Il 10 novembre scorso, in seguito alla riunione degli eurodeputati di Ecr, Fitto e l’altro co-presidente del gruppo, il polacco Ryszard Legutko del Pis, hanno diffuso una nota congiunta in cui ribadivano la volontà di non sciogliere i Conservatori e Riformisti in altre formazioni. Invece, insistevano, “inizieremo a lavorare per l’espansione del gruppo Ecr, aprendo un dialogo con delegazioni nazionali a noi affini a partire dalla delegazione Fidesz al Parlamento europeo. L’Ecr è qui per restare”.
Insomma, la risposta è sempre la stessa: se gli ungheresi orbaniani vogliono entrare in un gruppo politico, dopo l’addio al Ppe dell’inverno scorso, possono entrare in Ecr. No, invece, alla formazione di una nuova famiglia politica, ipotesi sulla quale insistono da tempo sia Orban che Salvini, che avrebbero in qualche modo convinto anche il premier polacco Mateusz Morawiecki. Ultimo, oggi, l’appello di Le Pen. Meloni resta contraria.

(Dati di puntamento basati su immagini)

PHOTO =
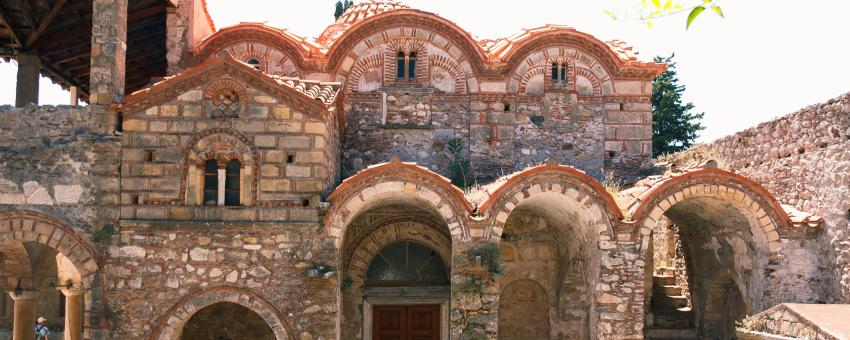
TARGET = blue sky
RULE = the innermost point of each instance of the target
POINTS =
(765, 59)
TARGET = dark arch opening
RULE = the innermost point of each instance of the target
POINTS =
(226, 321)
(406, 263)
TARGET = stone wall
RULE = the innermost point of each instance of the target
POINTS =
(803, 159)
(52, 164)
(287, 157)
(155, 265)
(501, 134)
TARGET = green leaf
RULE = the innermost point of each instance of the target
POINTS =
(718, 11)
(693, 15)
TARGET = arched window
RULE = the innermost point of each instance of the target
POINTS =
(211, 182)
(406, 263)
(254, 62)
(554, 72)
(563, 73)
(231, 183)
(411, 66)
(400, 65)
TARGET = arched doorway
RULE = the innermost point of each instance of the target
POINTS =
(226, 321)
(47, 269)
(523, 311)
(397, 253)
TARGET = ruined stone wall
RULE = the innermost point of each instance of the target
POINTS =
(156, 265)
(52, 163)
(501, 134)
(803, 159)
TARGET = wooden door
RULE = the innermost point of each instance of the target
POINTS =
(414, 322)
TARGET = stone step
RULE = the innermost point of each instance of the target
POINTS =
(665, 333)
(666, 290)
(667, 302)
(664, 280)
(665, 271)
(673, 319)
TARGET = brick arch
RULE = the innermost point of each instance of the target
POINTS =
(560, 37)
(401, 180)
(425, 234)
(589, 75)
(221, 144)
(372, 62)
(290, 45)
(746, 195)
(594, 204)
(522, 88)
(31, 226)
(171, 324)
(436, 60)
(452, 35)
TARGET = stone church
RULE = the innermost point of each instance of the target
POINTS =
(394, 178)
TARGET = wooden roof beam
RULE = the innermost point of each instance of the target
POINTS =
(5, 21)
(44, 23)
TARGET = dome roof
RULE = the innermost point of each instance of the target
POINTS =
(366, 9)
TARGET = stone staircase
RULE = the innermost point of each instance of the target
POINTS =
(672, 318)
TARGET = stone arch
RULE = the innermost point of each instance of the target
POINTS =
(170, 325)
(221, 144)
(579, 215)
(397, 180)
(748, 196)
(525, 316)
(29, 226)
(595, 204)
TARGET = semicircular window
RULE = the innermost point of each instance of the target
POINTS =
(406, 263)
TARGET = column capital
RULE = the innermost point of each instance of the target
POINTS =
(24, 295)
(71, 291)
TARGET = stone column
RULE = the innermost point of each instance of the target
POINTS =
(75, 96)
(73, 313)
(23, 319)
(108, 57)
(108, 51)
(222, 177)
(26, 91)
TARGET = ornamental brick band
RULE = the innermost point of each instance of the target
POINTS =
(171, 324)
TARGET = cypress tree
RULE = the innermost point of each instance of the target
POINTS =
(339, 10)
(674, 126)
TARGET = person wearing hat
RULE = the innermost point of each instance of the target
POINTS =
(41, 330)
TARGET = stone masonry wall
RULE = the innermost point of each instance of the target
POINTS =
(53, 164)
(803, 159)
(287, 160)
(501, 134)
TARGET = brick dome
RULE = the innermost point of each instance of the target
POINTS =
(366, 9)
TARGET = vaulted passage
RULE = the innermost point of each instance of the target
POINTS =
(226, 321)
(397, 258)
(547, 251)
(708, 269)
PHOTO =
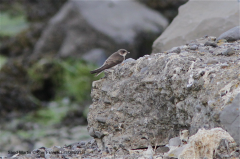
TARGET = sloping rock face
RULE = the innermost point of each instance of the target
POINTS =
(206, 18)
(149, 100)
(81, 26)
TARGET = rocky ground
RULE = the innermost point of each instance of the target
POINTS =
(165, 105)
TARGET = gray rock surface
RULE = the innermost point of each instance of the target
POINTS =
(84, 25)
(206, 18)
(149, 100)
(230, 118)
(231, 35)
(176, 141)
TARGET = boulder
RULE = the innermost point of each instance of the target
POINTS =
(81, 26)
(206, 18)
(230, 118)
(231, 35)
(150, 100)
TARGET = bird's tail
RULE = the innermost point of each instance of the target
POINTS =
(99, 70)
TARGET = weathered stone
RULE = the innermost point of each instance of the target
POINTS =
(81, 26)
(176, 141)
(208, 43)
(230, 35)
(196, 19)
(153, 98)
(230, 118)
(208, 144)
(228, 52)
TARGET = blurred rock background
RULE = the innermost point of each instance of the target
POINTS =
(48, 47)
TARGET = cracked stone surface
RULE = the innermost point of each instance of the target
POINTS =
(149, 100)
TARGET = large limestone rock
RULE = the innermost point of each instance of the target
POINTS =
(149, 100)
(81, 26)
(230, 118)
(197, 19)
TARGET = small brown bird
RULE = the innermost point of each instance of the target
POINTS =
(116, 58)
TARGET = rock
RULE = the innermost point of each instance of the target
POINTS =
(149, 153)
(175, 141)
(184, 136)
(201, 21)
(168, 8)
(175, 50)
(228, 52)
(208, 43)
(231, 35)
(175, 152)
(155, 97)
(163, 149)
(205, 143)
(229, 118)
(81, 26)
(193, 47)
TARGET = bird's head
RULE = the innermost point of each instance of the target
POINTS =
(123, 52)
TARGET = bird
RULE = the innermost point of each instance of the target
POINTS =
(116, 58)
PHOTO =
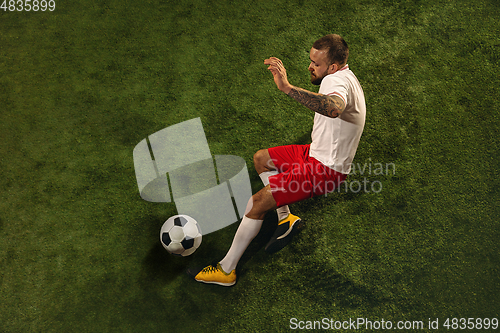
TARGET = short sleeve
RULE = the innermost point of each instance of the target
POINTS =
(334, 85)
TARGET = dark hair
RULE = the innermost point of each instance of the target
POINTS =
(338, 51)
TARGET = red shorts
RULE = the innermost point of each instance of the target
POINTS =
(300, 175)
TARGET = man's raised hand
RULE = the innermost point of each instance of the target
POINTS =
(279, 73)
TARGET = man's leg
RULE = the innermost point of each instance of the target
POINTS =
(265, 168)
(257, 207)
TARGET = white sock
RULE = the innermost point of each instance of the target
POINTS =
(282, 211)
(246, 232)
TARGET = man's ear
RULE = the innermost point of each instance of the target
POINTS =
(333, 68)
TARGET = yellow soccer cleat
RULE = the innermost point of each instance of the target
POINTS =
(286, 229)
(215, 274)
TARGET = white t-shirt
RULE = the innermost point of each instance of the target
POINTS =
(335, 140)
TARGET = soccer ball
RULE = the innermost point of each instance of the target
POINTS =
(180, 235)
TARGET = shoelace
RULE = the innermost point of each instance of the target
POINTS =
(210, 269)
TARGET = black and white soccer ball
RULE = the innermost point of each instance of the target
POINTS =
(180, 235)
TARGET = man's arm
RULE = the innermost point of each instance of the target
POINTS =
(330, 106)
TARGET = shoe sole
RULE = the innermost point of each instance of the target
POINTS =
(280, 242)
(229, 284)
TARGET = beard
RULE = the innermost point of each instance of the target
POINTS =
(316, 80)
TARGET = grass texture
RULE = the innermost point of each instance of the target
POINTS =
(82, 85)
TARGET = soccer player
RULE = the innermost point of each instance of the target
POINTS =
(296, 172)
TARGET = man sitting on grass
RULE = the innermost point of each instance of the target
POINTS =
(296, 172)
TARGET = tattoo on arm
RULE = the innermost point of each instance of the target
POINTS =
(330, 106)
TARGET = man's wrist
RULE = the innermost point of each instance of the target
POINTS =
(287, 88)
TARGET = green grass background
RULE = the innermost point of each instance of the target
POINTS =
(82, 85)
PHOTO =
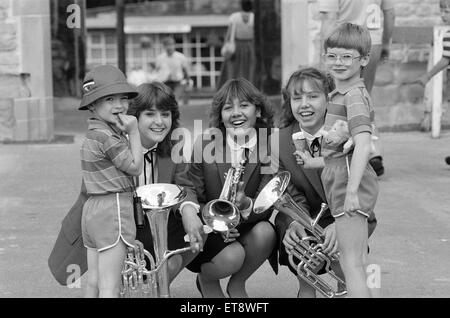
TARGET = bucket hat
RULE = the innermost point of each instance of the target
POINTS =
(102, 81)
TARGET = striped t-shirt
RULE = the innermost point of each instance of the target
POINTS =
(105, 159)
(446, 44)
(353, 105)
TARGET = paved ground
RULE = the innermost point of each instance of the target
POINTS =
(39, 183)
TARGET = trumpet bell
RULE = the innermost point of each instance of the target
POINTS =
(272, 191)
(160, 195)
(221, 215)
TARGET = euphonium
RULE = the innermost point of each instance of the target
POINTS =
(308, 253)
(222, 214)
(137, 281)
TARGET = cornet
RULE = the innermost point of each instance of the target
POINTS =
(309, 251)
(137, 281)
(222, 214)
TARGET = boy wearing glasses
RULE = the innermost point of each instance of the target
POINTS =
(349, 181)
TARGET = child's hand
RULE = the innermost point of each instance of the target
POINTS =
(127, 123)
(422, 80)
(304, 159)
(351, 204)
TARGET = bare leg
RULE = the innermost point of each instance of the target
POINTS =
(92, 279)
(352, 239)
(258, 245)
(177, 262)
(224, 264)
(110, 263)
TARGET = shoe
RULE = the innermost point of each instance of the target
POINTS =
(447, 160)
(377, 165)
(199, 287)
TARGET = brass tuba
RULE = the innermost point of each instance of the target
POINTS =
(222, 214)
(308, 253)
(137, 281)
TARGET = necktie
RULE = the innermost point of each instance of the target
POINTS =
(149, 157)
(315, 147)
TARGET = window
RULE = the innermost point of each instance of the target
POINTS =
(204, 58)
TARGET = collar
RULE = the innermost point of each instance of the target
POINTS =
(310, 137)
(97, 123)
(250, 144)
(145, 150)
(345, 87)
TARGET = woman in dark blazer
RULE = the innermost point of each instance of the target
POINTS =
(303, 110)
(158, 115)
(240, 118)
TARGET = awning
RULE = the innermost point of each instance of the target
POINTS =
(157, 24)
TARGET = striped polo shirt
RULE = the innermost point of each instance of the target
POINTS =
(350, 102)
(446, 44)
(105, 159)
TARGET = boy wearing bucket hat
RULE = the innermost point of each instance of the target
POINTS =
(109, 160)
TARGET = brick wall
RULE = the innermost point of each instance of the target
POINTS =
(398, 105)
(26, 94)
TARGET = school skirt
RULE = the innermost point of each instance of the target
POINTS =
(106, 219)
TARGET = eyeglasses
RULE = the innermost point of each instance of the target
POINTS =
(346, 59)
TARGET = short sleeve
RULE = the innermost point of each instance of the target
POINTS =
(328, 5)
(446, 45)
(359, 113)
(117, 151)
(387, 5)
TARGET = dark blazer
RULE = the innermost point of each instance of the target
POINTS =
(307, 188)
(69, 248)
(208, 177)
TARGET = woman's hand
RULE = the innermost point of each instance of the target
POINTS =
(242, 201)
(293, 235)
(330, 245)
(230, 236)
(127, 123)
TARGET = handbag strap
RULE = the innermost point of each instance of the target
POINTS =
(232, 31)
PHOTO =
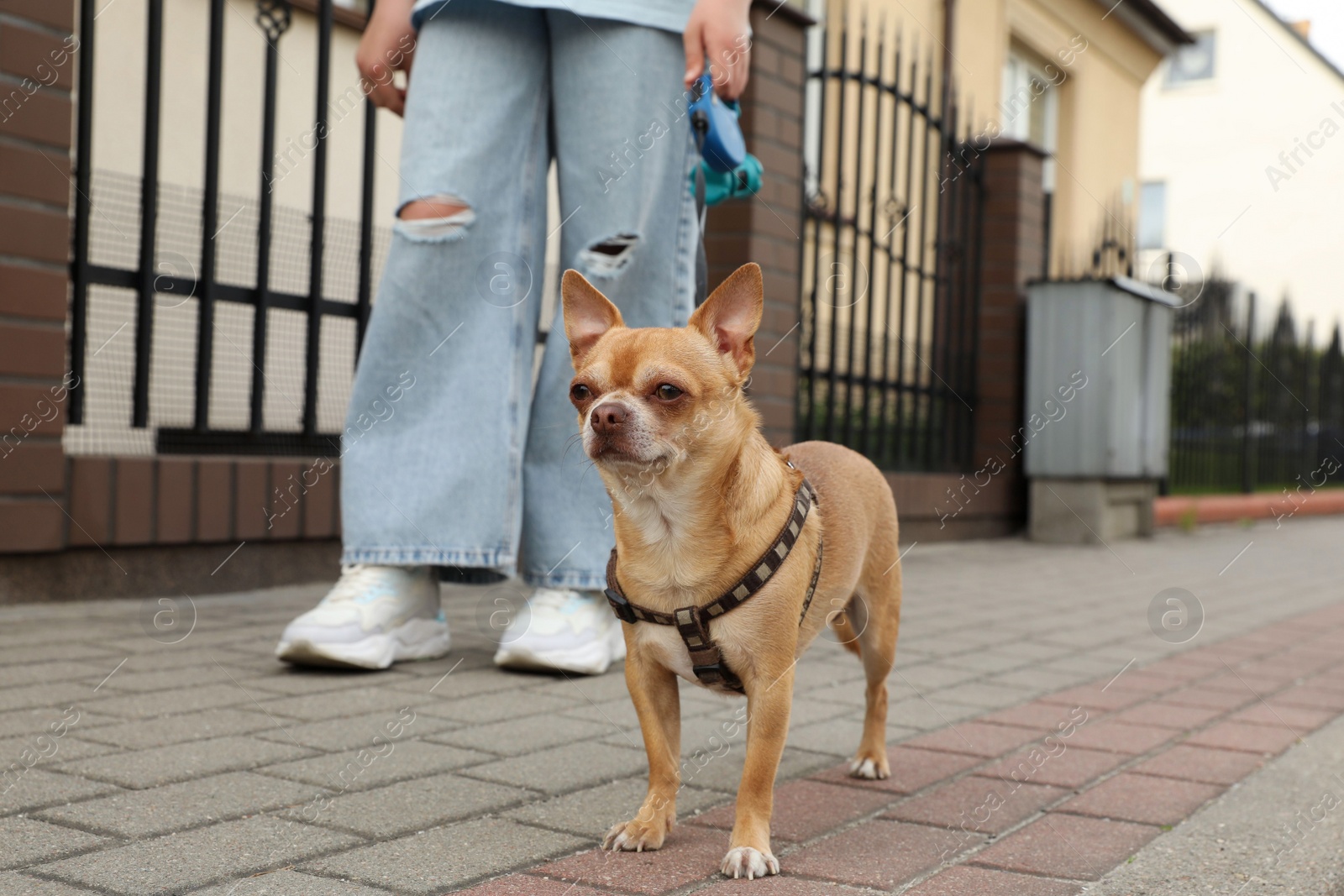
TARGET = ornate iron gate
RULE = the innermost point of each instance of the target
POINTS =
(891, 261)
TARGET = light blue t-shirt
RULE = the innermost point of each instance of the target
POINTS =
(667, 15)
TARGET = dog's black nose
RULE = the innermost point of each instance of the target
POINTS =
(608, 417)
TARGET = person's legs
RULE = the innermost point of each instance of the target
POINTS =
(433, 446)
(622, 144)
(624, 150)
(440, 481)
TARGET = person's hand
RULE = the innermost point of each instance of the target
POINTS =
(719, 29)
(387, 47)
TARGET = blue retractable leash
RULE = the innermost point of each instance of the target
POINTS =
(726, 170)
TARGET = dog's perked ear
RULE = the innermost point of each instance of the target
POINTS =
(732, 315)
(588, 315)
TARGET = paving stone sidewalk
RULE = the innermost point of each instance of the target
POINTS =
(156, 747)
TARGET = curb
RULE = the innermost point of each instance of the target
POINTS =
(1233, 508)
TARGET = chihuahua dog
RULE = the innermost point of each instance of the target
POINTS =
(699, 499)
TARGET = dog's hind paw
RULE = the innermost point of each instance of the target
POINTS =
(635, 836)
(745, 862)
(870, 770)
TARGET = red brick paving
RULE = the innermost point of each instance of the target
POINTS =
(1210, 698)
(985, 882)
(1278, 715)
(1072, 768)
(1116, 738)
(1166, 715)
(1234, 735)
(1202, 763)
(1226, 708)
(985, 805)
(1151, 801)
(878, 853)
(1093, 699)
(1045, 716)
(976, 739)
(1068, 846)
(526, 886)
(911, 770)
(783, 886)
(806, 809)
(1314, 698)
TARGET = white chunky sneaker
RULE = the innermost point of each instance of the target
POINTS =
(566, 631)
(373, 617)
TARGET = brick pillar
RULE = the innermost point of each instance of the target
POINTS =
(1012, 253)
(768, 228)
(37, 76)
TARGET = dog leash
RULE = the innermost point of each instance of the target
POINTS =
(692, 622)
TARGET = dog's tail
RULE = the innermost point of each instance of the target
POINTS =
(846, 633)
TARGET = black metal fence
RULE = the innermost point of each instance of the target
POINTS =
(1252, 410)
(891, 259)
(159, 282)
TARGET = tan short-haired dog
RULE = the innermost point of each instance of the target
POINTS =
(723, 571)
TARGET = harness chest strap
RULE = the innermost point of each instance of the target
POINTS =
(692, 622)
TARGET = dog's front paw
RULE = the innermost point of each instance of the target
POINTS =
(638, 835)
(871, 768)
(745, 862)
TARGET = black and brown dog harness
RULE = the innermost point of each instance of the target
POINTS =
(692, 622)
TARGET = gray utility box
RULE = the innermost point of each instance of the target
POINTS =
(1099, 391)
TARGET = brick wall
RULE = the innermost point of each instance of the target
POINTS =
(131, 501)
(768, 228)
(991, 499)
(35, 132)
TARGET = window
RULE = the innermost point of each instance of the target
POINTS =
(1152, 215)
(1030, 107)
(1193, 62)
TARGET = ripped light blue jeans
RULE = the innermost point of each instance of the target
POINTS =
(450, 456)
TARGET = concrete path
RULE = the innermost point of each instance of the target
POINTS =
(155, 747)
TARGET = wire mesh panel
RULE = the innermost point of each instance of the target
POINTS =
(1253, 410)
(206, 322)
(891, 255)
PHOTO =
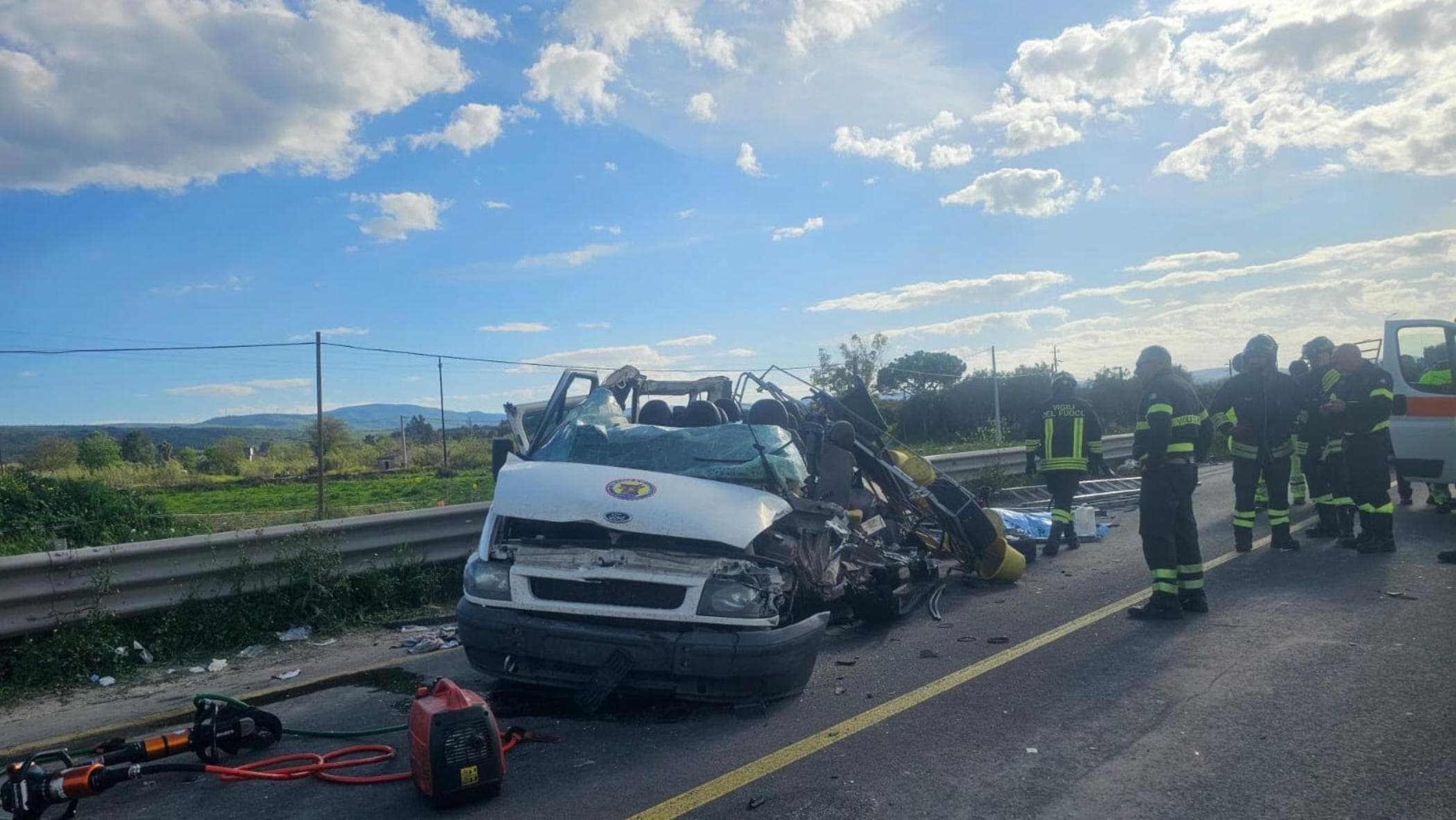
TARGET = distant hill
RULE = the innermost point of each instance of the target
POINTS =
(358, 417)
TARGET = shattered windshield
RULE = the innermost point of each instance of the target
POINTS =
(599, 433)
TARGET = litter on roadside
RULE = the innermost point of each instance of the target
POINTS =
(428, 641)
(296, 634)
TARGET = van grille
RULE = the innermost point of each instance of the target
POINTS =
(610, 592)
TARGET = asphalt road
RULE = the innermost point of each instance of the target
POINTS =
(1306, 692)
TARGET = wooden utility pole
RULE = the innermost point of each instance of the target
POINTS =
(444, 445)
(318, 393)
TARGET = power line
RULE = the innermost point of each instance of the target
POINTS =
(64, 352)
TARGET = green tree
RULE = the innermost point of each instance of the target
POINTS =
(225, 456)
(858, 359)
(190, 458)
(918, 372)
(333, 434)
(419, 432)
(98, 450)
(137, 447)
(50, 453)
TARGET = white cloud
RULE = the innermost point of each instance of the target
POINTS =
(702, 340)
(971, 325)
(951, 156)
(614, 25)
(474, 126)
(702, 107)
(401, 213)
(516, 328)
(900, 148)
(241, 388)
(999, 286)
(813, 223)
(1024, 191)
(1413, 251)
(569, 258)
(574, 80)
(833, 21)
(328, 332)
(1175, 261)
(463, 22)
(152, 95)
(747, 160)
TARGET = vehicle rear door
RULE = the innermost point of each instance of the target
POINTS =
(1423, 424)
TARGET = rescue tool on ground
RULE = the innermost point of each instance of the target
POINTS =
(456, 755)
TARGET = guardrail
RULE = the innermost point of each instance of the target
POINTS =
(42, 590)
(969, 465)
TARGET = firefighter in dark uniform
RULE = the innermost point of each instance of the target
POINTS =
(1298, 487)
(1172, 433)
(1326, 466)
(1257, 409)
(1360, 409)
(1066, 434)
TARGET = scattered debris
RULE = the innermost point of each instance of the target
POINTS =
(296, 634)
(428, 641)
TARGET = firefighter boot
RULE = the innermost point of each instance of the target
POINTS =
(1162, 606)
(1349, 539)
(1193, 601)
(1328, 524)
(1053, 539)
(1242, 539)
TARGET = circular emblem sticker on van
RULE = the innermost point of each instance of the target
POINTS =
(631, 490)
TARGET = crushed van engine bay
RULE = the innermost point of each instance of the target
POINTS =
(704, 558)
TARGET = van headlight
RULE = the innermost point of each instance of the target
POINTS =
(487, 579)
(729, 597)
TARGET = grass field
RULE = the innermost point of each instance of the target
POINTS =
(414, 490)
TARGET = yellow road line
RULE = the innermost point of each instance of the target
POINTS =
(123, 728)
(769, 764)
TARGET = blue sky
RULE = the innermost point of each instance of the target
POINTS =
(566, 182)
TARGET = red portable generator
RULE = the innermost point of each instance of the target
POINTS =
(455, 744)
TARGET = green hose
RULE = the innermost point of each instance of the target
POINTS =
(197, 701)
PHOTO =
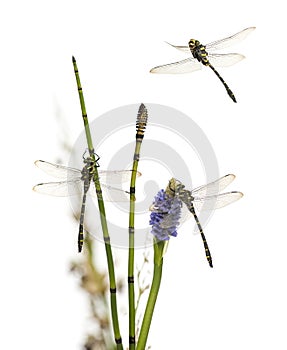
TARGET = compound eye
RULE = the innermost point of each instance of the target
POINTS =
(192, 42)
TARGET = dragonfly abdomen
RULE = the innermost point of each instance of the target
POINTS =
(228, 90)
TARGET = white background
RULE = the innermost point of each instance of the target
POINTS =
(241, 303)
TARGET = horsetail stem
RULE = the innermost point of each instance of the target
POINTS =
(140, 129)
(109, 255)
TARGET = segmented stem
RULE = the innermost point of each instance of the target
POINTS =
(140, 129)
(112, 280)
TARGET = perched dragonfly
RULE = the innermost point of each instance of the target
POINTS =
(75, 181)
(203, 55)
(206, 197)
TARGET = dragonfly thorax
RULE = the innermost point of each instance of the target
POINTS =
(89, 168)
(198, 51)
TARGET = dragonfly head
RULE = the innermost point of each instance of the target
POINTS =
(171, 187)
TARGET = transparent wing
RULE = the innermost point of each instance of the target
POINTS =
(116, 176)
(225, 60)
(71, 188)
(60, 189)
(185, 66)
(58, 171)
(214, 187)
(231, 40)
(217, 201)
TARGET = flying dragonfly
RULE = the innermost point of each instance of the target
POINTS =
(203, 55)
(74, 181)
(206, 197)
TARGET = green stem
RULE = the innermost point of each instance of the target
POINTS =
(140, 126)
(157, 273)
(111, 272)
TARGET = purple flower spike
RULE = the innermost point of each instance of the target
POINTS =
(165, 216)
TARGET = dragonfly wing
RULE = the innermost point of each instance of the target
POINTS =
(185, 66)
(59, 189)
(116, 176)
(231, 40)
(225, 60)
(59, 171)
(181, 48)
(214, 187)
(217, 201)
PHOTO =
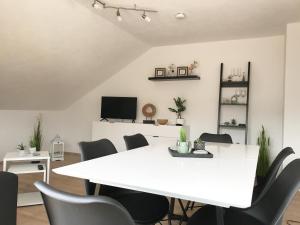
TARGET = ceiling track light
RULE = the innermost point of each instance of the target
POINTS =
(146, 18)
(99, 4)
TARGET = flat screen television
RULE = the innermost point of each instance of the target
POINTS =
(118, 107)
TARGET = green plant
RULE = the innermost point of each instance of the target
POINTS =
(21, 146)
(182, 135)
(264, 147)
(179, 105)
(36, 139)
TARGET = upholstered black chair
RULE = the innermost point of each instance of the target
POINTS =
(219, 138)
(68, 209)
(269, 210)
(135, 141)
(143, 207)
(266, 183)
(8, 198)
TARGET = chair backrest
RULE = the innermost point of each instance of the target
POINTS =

COSA SI CHIEDE
Ricopia senza alcuna modifica il passo del testo sul gruppo Ecr da "Insomma, la risposta" a "Meloni resta contraria.".

SOLUZIONE DEL PROBLEMA
Insomma, la risposta è sempre la stessa: se gli ungheresi orbaniani vogliono entrare in un gruppo politico, dopo l’addio al Ppe dell’inverno scorso, possono entrare in Ecr. No, invece, alla formazione di una nuova famiglia politica, ipotesi sulla quale insistono da tempo sia Orban che Salvini, che avrebbero in qualche modo convinto anche il premier polacco Mateusz Morawiecki. Ultimo, oggi, l’appello di Le Pen. Meloni resta contraria.